WRITTEN REQUEST 1: Find every line in the records that contains the word "wall" and copy each of those lines.

TEXT TO READ:
———

# Best legs in bodybuilding????



## PHMG (Jun 15, 2010)

So obviously Tom Platz and Paul Demayo are right up there.

Tom:










Paul:










Who is your favourite from recent years???


----------



## TprLG (Jun 1, 2010)

Monica Brant for the girleez.. yum


----------



## PHMG (Jun 15, 2010)

TprLG said:


> Monica Brant for the girleez.. yum
> 
> View attachment 42893
> 
> ...


She is great (is it too sexist to say sexy as hell too??)


----------



## Robw (Aug 29, 2009)

Erik Frankhouser for my money the best legs on any present day but of course tom platz legend!!!


----------



## aseeby19 (May 3, 2010)

Branch warren


----------



## PHMG (Jun 15, 2010)

Robw said:


> Erik Frankhouser for my money the best legs on any present day but of course tom platz legend!!!


Yeah, he's underrated imo. Saw a photo of his calves next to a dinner plate and they were nearly the same size lol.


----------



## Robw (Aug 29, 2009)

aseeby19 said:


> Branch warren


Bloody good shout that as well Branch is the man


----------



## dixie normus (May 11, 2008)

nice camel toe on platz:lol: :lol: :lol:


----------



## PHMG (Jun 15, 2010)

aseeby19 said:


> Branch warren


Yes very true.










only thing is with branch, he's missing a few of the finer details but awesome mass!!


----------



## Robw (Aug 29, 2009)

PowerHouseMcGru said:


> Yeah, he's underrated imo. Saw a photo of his calves next to a dinner plate and they were nearly the same size lol.


Yes mate his calves are beyond anything i have ever seen before and he dont even train them anymore


----------



## PHMG (Jun 15, 2010)

dixie normus said:


> nice camel toe on platz:lol: :lol: :lol:


hahaha


----------



## TprLG (Jun 1, 2010)

PowerHouseMcGru said:


> She is great (is it too sexist to say sexy as hell too??)


Hell no! I would :wink: ... if she'd let me :lol:


----------



## PHMG (Jun 15, 2010)

Robw said:


> Yes mate his calves are beyond anything i have ever seen before and he dont even train them anymore


Saw a doc. on him and the other teams payers (american football) sh.it themselfs when they saw him step off the bus just cos of his calves.

Said he can only do a few sets before the pump is unbareable.


----------



## aseeby19 (May 3, 2010)

———

DATA LISTING:

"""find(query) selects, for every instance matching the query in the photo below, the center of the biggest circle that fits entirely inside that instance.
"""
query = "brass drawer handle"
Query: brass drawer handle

———

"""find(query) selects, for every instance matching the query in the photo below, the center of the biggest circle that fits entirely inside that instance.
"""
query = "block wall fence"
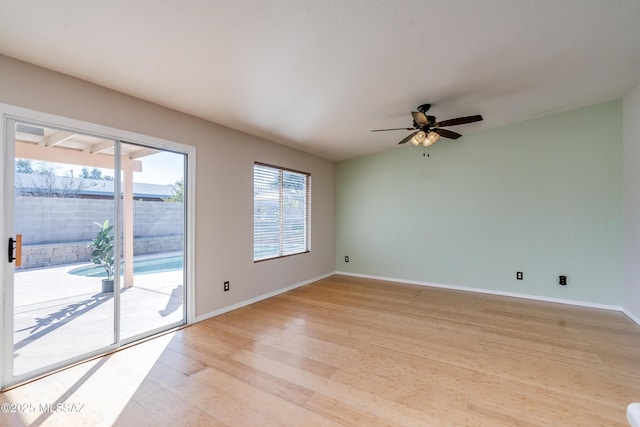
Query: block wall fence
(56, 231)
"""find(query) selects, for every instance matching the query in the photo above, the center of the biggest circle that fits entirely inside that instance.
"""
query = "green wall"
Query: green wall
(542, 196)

———

WRITTEN REQUEST 2: In the thread on the best legs in bodybuilding, which two bodybuilders does the opening message say are "right up there"?

TASK OUTPUT 1:
query = "block wall fence"
Query: block wall fence
query = "green wall"
Query: green wall

TASK OUTPUT 2: Tom Platz and Paul Demayo.